* Dataset extract:
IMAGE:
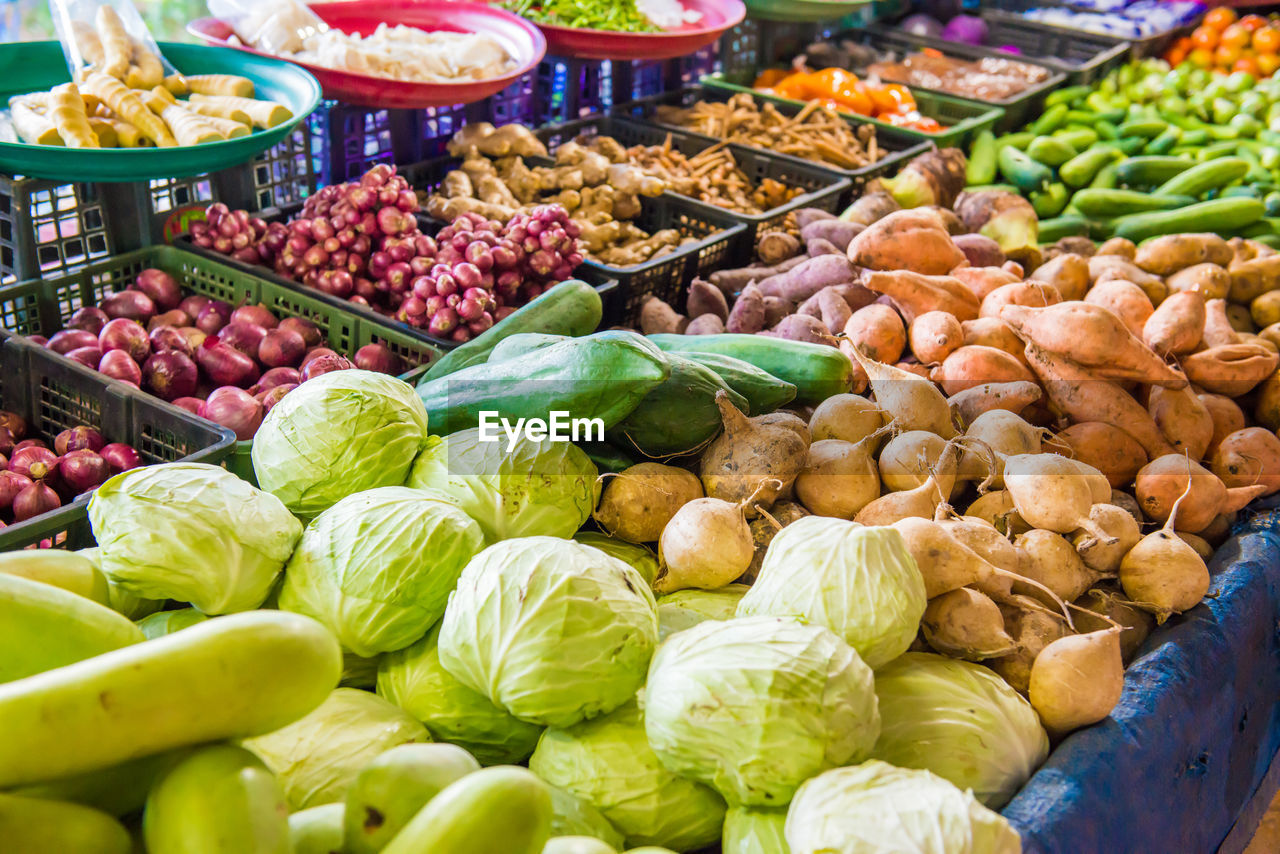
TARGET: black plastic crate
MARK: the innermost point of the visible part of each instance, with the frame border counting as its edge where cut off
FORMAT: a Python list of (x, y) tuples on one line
[(824, 188), (900, 146), (55, 393), (717, 242), (1019, 109)]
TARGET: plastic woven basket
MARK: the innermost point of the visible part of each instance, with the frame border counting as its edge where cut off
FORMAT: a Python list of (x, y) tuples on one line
[(42, 307), (824, 188), (54, 393)]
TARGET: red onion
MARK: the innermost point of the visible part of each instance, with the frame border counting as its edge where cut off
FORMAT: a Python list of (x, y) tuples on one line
[(280, 348), (174, 318), (234, 409), (120, 457), (279, 377), (68, 339), (378, 357), (242, 336), (257, 315), (32, 462), (90, 318), (126, 336), (325, 365), (213, 316), (224, 364), (10, 484), (81, 438), (133, 305), (83, 470), (168, 338), (170, 374), (117, 364), (192, 305), (35, 499), (160, 287)]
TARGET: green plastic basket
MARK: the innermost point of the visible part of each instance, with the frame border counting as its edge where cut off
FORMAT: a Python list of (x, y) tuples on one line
[(41, 307), (963, 119), (37, 65)]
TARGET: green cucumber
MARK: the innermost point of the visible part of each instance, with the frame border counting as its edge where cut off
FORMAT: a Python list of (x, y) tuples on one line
[(817, 371), (598, 377), (1203, 177), (1219, 215), (1051, 151), (571, 307), (762, 389), (1151, 170), (1020, 170), (981, 168), (1118, 202)]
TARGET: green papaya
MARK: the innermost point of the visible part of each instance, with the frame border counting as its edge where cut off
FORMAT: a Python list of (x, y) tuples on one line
[(504, 808), (67, 570), (577, 845), (228, 677), (218, 800), (39, 826), (394, 786), (165, 622), (318, 830), (44, 628)]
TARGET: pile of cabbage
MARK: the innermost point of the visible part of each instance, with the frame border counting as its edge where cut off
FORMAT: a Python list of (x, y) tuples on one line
[(472, 610)]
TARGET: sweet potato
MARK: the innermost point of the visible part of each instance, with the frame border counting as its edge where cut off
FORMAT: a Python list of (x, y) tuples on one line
[(707, 324), (1183, 419), (1217, 325), (1093, 338), (906, 240), (1171, 252), (1210, 281), (705, 297), (808, 278), (1024, 293), (1252, 278), (1013, 397), (1069, 273), (878, 332), (979, 250), (1125, 300), (915, 293), (748, 314), (1175, 327), (1121, 246), (657, 316), (982, 281), (933, 336), (976, 365), (1105, 447), (1232, 370), (993, 332)]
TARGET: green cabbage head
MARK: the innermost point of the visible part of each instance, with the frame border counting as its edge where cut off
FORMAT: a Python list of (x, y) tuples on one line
[(378, 566), (318, 757), (551, 630), (414, 680), (859, 581), (960, 721), (607, 762), (338, 434), (876, 808), (536, 489), (755, 706), (192, 533), (754, 831), (686, 608)]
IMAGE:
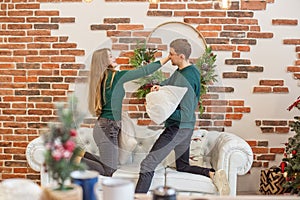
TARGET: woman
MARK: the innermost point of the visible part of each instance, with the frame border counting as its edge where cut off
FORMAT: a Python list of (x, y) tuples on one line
[(106, 92)]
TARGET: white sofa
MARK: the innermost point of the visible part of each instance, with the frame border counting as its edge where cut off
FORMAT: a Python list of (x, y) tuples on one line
[(220, 150)]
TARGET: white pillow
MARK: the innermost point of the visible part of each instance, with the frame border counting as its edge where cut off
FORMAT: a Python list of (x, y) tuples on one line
[(127, 141), (162, 103)]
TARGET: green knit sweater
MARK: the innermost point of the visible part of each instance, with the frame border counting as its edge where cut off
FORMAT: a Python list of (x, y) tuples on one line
[(114, 93), (184, 115)]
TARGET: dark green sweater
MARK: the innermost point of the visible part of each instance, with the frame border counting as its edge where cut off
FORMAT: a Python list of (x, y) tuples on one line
[(184, 115), (114, 94)]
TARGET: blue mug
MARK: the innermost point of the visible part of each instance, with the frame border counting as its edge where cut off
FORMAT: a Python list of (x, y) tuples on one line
[(87, 180)]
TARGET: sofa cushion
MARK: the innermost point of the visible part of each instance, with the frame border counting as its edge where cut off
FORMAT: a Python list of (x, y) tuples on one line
[(202, 143), (131, 172), (127, 140), (162, 103), (192, 182)]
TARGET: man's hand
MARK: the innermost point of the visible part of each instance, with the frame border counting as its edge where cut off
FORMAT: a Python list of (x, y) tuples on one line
[(155, 88)]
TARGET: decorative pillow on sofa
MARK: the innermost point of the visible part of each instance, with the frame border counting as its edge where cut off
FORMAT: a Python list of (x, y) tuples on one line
[(202, 143), (162, 103)]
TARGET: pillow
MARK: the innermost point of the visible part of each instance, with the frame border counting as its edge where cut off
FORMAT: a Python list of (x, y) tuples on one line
[(127, 141), (162, 103)]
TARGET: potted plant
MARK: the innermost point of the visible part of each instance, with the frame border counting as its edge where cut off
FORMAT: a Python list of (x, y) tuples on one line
[(62, 152), (143, 56)]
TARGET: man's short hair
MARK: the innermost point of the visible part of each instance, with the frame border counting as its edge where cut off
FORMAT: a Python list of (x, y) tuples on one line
[(182, 46)]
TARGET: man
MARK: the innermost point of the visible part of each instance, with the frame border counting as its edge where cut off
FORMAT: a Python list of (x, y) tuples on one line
[(179, 126)]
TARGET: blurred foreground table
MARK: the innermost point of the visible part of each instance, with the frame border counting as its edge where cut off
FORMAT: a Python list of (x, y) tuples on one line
[(212, 197)]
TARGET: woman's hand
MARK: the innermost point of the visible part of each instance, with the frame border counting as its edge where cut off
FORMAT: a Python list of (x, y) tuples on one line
[(155, 88)]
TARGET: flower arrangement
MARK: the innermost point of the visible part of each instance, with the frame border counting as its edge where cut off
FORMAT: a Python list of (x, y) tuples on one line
[(143, 56), (60, 142), (290, 164)]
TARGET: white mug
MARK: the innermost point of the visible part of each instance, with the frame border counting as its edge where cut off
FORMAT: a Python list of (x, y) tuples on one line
[(117, 188)]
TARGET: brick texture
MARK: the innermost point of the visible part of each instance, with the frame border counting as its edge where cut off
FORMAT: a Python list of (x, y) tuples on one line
[(37, 69)]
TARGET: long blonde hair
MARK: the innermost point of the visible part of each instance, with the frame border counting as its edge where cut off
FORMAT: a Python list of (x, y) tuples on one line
[(99, 65)]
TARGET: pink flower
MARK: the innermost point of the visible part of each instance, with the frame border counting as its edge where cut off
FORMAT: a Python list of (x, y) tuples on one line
[(57, 154), (295, 104), (69, 145), (73, 132), (67, 154)]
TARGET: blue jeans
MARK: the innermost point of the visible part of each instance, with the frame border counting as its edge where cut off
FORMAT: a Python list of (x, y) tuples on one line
[(175, 139)]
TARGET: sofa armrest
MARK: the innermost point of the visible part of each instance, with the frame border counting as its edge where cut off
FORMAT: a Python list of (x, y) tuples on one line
[(35, 157), (234, 155)]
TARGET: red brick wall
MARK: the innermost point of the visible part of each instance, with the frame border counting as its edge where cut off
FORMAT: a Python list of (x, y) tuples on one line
[(38, 69)]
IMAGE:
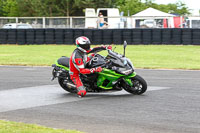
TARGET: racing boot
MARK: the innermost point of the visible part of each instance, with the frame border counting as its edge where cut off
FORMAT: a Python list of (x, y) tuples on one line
[(81, 91)]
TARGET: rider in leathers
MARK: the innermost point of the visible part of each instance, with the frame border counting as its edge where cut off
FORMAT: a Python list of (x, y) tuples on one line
[(79, 59)]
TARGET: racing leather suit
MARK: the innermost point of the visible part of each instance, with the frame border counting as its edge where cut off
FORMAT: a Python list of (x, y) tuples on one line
[(78, 61)]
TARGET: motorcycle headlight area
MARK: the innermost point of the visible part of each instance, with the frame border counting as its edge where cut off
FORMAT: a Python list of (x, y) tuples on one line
[(126, 72)]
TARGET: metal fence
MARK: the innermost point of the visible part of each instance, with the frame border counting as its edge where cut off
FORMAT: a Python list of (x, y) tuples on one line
[(110, 22)]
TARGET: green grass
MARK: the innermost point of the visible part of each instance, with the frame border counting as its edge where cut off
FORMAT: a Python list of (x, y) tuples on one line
[(14, 127), (142, 56)]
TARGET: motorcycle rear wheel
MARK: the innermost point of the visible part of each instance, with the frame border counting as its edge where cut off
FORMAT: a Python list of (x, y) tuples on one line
[(139, 86)]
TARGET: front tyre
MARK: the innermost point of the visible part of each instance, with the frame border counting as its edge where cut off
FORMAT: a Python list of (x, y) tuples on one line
[(139, 85), (63, 80)]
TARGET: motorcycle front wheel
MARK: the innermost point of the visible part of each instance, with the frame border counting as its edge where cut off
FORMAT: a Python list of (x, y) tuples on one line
[(63, 83), (139, 86)]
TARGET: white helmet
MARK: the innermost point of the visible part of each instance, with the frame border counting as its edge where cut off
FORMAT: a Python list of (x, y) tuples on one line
[(83, 43)]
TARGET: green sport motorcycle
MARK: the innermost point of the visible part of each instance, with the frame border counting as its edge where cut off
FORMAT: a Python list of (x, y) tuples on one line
[(118, 73)]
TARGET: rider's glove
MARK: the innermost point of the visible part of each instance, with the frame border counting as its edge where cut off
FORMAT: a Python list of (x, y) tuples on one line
[(108, 47)]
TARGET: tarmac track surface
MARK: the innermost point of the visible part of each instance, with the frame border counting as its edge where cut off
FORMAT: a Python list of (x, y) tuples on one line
[(171, 104)]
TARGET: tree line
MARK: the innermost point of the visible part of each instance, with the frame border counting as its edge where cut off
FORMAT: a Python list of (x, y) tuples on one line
[(54, 8)]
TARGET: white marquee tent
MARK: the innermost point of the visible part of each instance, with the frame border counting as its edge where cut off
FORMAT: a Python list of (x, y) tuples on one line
[(152, 14)]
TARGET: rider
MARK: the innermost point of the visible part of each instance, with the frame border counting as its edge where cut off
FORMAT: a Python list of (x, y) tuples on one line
[(79, 59)]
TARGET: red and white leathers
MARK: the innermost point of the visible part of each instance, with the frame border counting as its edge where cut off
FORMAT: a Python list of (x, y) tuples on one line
[(78, 62)]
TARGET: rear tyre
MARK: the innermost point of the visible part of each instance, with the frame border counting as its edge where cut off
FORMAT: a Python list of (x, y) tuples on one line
[(139, 86), (63, 80)]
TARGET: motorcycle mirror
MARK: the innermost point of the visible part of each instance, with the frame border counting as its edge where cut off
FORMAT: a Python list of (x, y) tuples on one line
[(125, 44)]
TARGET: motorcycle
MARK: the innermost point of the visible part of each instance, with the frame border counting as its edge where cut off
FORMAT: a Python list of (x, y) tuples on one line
[(118, 74)]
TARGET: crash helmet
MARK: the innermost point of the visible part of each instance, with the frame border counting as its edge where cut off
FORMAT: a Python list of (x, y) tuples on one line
[(83, 43)]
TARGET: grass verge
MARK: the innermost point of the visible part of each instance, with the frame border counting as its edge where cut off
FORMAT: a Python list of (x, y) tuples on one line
[(14, 127), (142, 56)]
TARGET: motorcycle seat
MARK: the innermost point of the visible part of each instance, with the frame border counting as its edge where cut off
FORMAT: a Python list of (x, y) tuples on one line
[(64, 61)]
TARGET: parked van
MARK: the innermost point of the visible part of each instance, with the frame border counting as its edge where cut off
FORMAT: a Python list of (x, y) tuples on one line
[(111, 16)]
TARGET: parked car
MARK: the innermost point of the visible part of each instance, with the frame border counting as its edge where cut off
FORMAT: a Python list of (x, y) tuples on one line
[(17, 26)]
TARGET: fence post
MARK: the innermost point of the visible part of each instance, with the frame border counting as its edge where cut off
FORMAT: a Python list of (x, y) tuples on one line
[(43, 22)]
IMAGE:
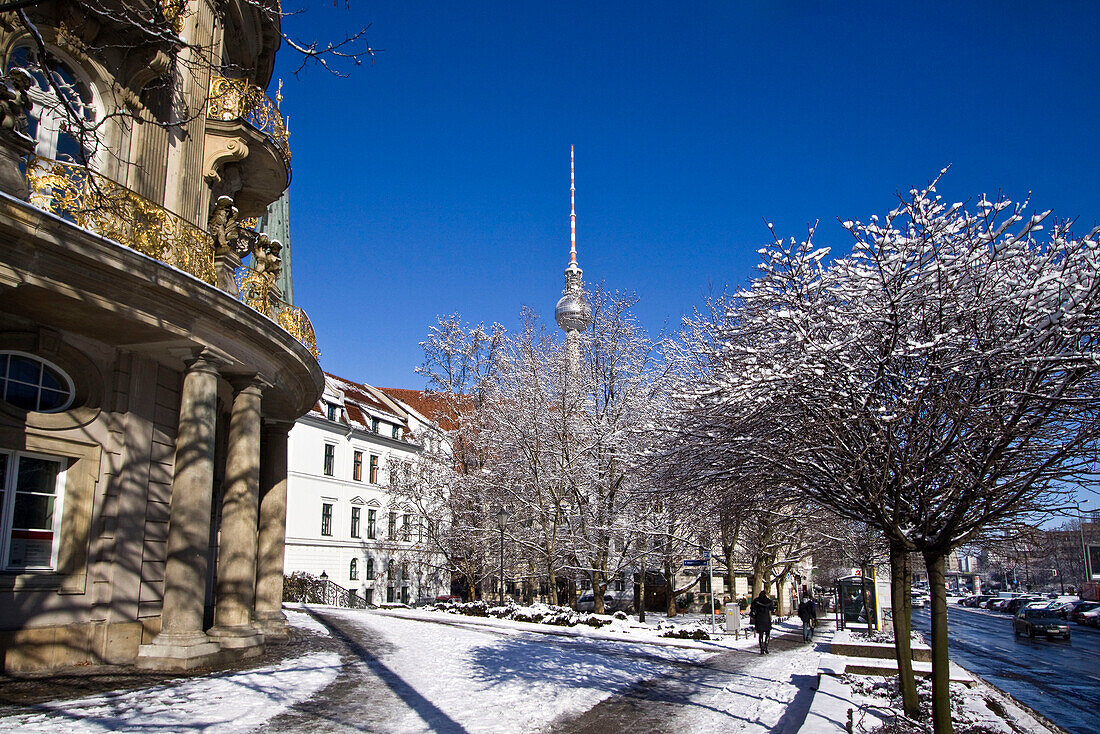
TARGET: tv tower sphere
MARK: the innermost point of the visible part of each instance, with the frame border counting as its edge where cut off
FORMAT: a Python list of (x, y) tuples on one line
[(572, 313)]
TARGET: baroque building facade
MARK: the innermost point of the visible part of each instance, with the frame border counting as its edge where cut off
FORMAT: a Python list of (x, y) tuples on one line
[(150, 369), (344, 522)]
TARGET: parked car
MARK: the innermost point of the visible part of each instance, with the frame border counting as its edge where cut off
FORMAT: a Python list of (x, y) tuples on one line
[(1014, 605), (1079, 609), (614, 601), (1040, 622)]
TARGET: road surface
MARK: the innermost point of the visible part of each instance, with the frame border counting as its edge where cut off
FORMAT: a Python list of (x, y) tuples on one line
[(1058, 679)]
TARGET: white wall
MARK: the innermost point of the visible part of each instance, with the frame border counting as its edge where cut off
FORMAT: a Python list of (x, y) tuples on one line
[(308, 489)]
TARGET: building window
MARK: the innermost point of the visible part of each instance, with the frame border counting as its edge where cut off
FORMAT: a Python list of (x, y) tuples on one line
[(33, 384), (30, 511), (64, 129)]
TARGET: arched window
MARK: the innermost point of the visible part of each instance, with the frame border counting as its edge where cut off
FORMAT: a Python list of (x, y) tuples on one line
[(65, 112), (33, 384)]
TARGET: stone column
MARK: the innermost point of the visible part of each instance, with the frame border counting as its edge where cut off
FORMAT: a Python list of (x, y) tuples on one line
[(237, 548), (182, 643), (273, 464)]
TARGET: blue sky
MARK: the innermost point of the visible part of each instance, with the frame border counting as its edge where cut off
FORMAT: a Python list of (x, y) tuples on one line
[(436, 181)]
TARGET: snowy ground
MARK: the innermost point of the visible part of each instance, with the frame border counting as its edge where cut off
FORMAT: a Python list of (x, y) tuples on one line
[(398, 675), (227, 702)]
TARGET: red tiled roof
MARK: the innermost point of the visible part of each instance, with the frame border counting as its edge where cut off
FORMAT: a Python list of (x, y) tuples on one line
[(432, 406)]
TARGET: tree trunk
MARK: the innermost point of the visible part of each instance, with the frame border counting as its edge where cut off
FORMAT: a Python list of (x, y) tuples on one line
[(670, 585), (730, 576), (597, 592), (867, 600), (553, 584), (941, 670), (901, 579)]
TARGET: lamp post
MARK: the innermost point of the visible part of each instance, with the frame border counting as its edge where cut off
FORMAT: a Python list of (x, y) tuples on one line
[(502, 517)]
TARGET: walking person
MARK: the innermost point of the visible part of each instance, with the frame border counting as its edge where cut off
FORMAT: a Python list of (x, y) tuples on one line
[(760, 611), (807, 612)]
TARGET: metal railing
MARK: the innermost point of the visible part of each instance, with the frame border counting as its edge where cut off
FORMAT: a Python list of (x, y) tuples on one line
[(231, 99), (321, 591), (102, 206)]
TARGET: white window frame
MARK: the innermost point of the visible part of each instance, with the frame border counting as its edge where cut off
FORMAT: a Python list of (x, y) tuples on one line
[(9, 506)]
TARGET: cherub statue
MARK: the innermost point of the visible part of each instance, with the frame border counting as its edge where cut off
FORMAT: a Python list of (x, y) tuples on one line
[(14, 100)]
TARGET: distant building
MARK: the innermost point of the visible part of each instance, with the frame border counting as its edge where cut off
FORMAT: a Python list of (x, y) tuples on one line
[(341, 518)]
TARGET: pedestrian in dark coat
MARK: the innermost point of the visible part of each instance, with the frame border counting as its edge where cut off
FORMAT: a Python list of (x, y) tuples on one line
[(760, 611), (807, 612)]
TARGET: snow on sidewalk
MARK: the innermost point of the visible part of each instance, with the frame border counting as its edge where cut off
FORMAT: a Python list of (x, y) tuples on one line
[(221, 702), (503, 677)]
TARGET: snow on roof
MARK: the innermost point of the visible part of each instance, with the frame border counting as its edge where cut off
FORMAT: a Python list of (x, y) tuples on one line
[(361, 402)]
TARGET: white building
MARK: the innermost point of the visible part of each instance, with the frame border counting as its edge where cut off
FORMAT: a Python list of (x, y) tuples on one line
[(341, 519)]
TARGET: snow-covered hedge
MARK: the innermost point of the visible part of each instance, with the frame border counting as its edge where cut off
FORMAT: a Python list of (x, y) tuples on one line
[(690, 631), (561, 616)]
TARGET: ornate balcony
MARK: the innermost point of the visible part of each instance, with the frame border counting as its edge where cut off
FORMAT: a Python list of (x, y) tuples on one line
[(99, 205), (231, 99)]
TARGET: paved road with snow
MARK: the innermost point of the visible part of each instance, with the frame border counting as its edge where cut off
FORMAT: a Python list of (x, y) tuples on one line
[(732, 692), (451, 676), (1058, 679)]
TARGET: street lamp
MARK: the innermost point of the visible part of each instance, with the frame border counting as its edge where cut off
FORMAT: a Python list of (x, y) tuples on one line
[(502, 517)]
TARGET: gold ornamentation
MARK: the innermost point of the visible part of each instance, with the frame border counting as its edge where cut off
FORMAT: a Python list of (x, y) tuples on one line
[(259, 291), (112, 210), (239, 98), (297, 324)]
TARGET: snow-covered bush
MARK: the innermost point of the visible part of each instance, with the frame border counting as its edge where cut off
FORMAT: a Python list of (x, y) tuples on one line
[(690, 631), (561, 616)]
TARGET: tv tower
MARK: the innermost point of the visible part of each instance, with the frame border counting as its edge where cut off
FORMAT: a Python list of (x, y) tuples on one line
[(573, 314)]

* What this task involves:
Scan the material above for the word "dark", and copy every line in which it is found.

* Result for this exercise:
TARGET: dark green sweater
TARGET: pedestrian in dark coat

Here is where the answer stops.